Set of tasks:
#1 In the passage about the Simpsons episode "Helter Shelter," on what date did the episode first air on Fox in the United States?
#2 Quote the passage about "Helter Shelter" word for word, starting at "Bart laments having" and ending at "created until 1907.".

Whilst the family look for places to stay. Lisa informs them they could stay at a youth hostel. Bart then responds: “I do not want another lecture from a German backpacker about how we don't appreciate the National Park System!." In "The Heartbroke Kid", the family actually convert 742 Evergreen Terrace into a youth hostel in order to pay for Bart's weight loss camp bills.

==Cultural references==
The TV show that the Simpson family goes on is a parody of a PBS TV show called The 1900 House. The show had a family live in a Victorian house, and live as if it were the year 1900. The scene in which the Simpsons wait outside their house waiting for time to "fly by" is a parody of the opening sequence of King of the Hill. The poison bottle has a face of James Coburn on it.

This is the third time Bill Cosby has been parodied on The Simpsons. There is an extra gag in that the Cosby family are losing ratings on their reality show, so the producers decide on the Simpsons; in the early years, The Cosby Show was a ratings rival with The Simpsons. "Squiggy" being sent to boost The 1895 Challenge ratings is another reference to The Cosby Show, who sent "Smitty" (Adam Sandler) to the Cosby's house. Following Cosby's initial conviction of multiple sexual assault cases in 2018, the scene which parodies Cosby in the auditions for The 1895 Challenge has been cut out of some television airings of this episode.

The episode title is a reference to The Beatles song "Helter Skelter".

Bart laments having access only to Mutt and Jeff comic books and is quoted as saying, "This has been the worst week of my life. I miss my toys and my video games. Mutt and Jeff comics are NOT funny! They're gay, I get it!". Although everything in the Victorian House is supposed to be from 1895 and before, Mutt and Jeff was not created until 1907.

Exterminators "A Bug's Death" is a parody (namely their logo) of the 1998 Disney/Pixar film A Bug's Life.

==Release==
The episode originally aired on the Fox network in the United States on December 1, 2002. It was viewed in approximately 8.75 million households that night. With a Nielsen rating of 8.2, the episode finished 22nd in the ratings for the week of November 25 – December 1, 2002. It was the highest-rated broadcast on Fox that week, beating shows such as Boston Public, King of the Hill, 24, and Malcolm in the Middle. On December 6, 2011, "Helter Shelter" was released on Blu-ray and DVD as part of the box set The Simpsons – The Complete Fourteenth Season. Staff members Al Jean, Dan Greaney, Carolyn Omine, Kevin Curran, Mark Kirkland, David Silverman, J. Stewart Burns, Allen Glazier, and Steven Dean Moore participated in the DVD audio commentary for the episode. Deleted scenes from the episode were also included in the box set.

Since airing, "Helter Shelter" has received generally negative reviews from critics. DVD Movie Guide's Colin Jacobson commented that the story of the episode is "not a terrible idea for an episode, but it's not a particularly exciting one, either. The show plods through its scenario without much life, mostly because parodies of reality TV just aren't very interesting; the programs they mock are already so absurd that there's not much room for satire." Ryan Keefer of DVD Talk wrote that the episode is "a prime example of [the show's writers] trying to do something funny and falling flat."

Available data:
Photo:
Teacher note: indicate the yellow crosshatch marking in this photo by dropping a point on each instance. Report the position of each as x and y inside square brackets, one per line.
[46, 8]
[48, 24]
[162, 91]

Solutions to the exercise:
#1 December 1, 2002

#2
Bart laments having access only to Mutt and Jeff comic books and is quoted as saying, "This has been the worst week of my life. I miss my toys and my video games. Mutt and Jeff comics are NOT funny! They're gay, I get it!". Although everything in the Victorian House is supposed to be from 1895 and before, Mutt and Jeff was not created until 1907.